▸ Records for this task:
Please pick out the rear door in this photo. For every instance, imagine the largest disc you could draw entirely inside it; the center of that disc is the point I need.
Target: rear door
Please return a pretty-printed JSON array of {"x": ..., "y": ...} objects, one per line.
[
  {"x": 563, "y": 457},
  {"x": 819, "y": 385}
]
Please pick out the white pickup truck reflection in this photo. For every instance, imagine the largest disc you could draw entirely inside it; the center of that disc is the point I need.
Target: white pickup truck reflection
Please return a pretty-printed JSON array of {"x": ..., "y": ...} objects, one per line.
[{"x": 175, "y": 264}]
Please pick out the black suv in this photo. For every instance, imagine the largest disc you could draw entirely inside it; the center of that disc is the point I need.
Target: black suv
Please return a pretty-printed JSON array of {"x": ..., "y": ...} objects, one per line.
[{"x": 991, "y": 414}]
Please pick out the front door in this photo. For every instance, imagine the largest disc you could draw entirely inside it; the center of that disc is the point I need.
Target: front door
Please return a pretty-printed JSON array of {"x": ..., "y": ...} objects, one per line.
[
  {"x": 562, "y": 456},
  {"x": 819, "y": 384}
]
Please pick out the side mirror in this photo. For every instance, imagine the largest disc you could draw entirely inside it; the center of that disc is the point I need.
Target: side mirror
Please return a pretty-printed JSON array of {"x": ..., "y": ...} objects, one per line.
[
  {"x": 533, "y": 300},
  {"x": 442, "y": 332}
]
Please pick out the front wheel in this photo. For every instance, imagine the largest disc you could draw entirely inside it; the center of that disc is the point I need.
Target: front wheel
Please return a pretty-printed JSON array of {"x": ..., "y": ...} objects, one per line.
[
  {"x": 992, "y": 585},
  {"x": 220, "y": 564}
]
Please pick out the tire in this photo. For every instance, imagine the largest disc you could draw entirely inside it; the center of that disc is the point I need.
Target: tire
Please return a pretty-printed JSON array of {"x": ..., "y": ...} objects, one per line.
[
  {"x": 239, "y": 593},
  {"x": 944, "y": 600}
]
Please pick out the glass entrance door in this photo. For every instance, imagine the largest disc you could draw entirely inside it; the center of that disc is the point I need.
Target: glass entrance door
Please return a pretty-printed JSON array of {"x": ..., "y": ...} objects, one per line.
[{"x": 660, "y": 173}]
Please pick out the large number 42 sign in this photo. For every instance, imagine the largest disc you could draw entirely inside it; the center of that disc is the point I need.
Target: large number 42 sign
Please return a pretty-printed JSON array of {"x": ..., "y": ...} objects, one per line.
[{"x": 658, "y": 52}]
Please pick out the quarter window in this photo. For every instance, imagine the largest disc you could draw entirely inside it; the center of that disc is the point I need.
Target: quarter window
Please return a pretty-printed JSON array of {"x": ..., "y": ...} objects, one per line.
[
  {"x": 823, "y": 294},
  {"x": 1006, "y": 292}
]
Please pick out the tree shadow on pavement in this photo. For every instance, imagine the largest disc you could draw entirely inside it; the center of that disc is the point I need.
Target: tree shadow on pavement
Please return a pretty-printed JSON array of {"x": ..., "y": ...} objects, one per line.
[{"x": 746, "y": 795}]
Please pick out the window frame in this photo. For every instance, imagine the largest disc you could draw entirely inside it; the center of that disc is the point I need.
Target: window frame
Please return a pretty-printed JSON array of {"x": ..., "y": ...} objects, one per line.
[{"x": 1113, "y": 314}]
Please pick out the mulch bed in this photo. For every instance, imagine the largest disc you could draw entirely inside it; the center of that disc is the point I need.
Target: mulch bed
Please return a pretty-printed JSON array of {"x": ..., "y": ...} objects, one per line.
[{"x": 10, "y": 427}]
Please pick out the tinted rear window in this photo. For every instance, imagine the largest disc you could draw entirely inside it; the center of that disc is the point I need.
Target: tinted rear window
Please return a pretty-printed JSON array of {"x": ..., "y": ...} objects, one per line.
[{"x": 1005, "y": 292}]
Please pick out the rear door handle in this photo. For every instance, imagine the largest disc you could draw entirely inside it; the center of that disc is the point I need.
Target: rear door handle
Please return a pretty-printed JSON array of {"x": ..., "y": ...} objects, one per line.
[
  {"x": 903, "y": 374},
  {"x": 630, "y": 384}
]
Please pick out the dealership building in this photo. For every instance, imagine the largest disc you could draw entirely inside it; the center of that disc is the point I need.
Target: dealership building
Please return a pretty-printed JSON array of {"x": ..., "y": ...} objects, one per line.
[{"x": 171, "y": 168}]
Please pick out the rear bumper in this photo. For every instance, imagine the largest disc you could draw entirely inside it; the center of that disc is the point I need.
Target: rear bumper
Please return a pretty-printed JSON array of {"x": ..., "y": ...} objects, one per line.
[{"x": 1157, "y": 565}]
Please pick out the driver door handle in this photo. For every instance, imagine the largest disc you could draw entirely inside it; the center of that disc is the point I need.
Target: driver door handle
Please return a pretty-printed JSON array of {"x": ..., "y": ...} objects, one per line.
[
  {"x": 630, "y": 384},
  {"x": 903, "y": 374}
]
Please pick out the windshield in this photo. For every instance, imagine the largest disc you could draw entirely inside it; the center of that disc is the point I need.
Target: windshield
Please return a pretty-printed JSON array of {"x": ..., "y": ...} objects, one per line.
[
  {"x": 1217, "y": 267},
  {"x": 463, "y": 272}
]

▸ Set problem:
Please restate the records in full, word for word.

▸ The response:
Please pick out the rear door in this photo. For every instance, imagine the largest disc you could draw entirely inside it; the center of that disc is the point I need.
Target: rear door
Please return a pretty-printed JSON array of {"x": ..., "y": ...} objects, one per line.
[
  {"x": 563, "y": 457},
  {"x": 819, "y": 385}
]
Please pick out the white pickup truck reflection in this photo. For every instance, imagine the largest disc you could draw entirely inside it; the center of that disc is the point I need.
Target: white pickup truck reflection
Please return a pretty-printed JSON array of {"x": ..., "y": ...} objects, one per line.
[{"x": 175, "y": 264}]
Please pick out the black suv in this photo. For every instance, imagine the largest disc you could draw entirely inside it; the center of that disc is the point I need.
Target: black suv
Please return a pretty-printed JSON array of {"x": ..., "y": ...} objects, one per line.
[{"x": 991, "y": 414}]
Please pick out the front door in this photo. For every instance, imagine the largest disc you could draw entirely inside it; the center of that disc is the point I need.
Target: front door
Please return a pretty-printed JSON array of {"x": ..., "y": ...} objects, one per line.
[
  {"x": 562, "y": 456},
  {"x": 819, "y": 384}
]
Please pick out the side mirror in this photo. For every instance, imagine the largest disc you could draw entirely inside it; the center of that disc is the point I need.
Target: side mirror
Please return a pretty-printed JSON array of {"x": ..., "y": ...} objects, one per line.
[
  {"x": 533, "y": 300},
  {"x": 442, "y": 332}
]
Please pick out the front wheel in this photo. For every instance, imagine the largest disc you could draw entirely inside it; the center of that disc is the point I need.
Target: front wheel
Please return a pretty-printed JSON array of {"x": ..., "y": ...} objects, one per line.
[
  {"x": 992, "y": 585},
  {"x": 220, "y": 564}
]
Please pick out the tire in this photo. For every instance, imagine the largest disc you could draw entirely inside it; the center of that disc is the point I need.
Target: tire
Please return a pretty-printed JSON array of {"x": ..., "y": ...} objects, one per line.
[
  {"x": 239, "y": 593},
  {"x": 944, "y": 600}
]
Please pick out the glass entrance door in this photo. For every instance, imagine the largest disc you could draw entirely inside it; the center of that disc is the point I need.
Target: glass entrance door
Please return a pretty-printed JSON array of {"x": ..., "y": ...} objects, one per line.
[{"x": 660, "y": 173}]
Please pick out the large number 42 sign in this photo. For every instance, imagine the largest disc you could draw entirely inside it; the center of that disc is the point I need.
Target: large number 42 sign
Please return a pretty-printed JSON array of {"x": ..., "y": ...} objects, one per line.
[{"x": 658, "y": 52}]
Please pick out the quarter window in this photo. For every instance, imagine the largest disc you could draw entirely inside it; the center of that disc is the point I need.
Target: quarter window
Please return a pretty-printed JSON array of {"x": ..., "y": ...} objects, one per line.
[
  {"x": 823, "y": 294},
  {"x": 1006, "y": 292}
]
Please pick out the tree shadow on pavement in this photo. For every instance, imagine the largest disc you could draw entirely inside it; the center of that disc is the point I need.
Target: tree shadow on pavement
Please return a pretty-printed JSON array of {"x": ..., "y": ...} objects, one per line.
[{"x": 746, "y": 795}]
Please pick out the window frame in this photo. For every instance, imagine the largest disc you could draw entirely inside it; the center of that disc is the point I need.
Target: window frame
Please return a pretty-printed JSON array of {"x": ..., "y": ...} objects, one per line.
[{"x": 1113, "y": 314}]
Please pick out the mulch bed in this photo. For every instance, imagine the largest disc you could draw entirely inside it; the center of that disc is the point I need.
Target: mulch bed
Please return a pretty-printed JSON array of {"x": ..., "y": ...} objects, one per line.
[{"x": 10, "y": 427}]
Please pick out the tinted rear window in this photo. For every instance, imagine the largest disc you could draw entirely inside it; the center of that disc is the point I need.
Target: tinted rear window
Please return a pretty-printed JSON array of {"x": ..., "y": ...} objects, one per line.
[{"x": 1005, "y": 292}]
Please pick out the rear door handle in this photo. For every instance, imagine the largest disc you could draw entirely inside it; the center of that disc is the point I need.
Target: rear door handle
Please return a pretty-printed JSON array of {"x": ..., "y": ...} objects, one per line.
[
  {"x": 903, "y": 374},
  {"x": 630, "y": 384}
]
Please pick out the dealership building in this photo. For every instance, imagine the largest disc you could draw entirely inside it; the center of that disc is the point I need.
Target: dealership building
Please return a pretty-printed JSON array of {"x": ..., "y": ...} objects, one per line.
[{"x": 171, "y": 168}]
Please pick out the rear bumper in this photo. For every instance, imagine the largest disc you could draw entirely inside it; the center of that disc is the point I need.
Target: rear bumper
Please return a pretty-printed JSON array of {"x": ..., "y": ...} objects, one per line.
[{"x": 1157, "y": 565}]
Please pick out the driver door handle in this photo. For every instance, imagine the largest disc you could draw entirely inside it; the center of that disc is the point I need.
Target: driver door handle
Please return a pretty-printed JSON array of {"x": ..., "y": ...} objects, one per line.
[
  {"x": 630, "y": 384},
  {"x": 903, "y": 374}
]
Please pick out the windshield in this photo. For every instance, imagine the largest disc you could draw entirely inside it; the center of that disc is the point I need.
Target: windshield
Please return a pretty-printed JSON array of {"x": ..., "y": ...} objects, one per line.
[
  {"x": 1217, "y": 267},
  {"x": 463, "y": 272}
]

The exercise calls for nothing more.